Only the lines from the one containing "column 943, row 538" through the end of the data below should be copied, each exactly as written and with both ends kept.
=-=-=
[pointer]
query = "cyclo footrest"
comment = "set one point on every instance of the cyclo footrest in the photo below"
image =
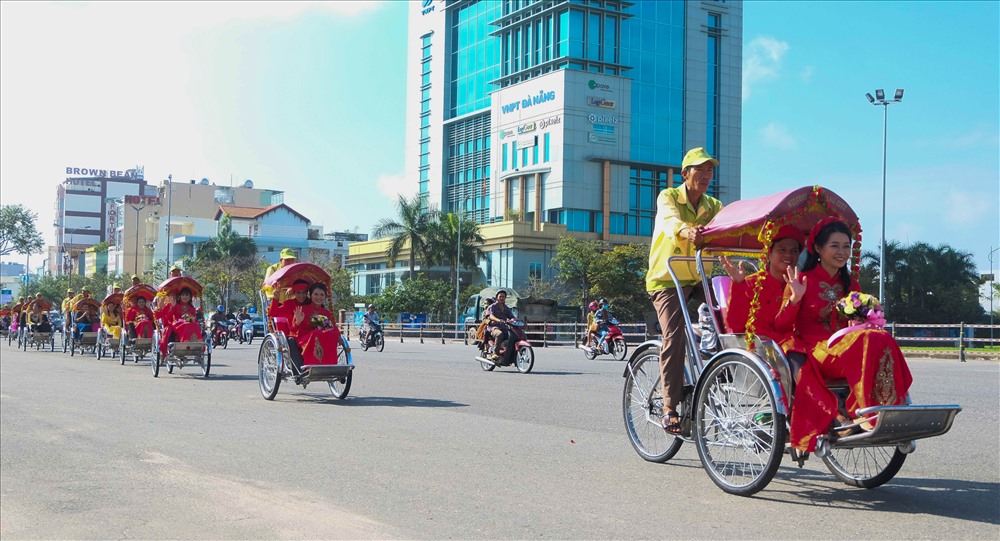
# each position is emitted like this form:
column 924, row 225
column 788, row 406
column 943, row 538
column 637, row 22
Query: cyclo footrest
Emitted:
column 321, row 372
column 900, row 424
=-=-=
• _Written response_:
column 943, row 538
column 637, row 22
Query: cyclo footrest
Emitted:
column 321, row 372
column 900, row 424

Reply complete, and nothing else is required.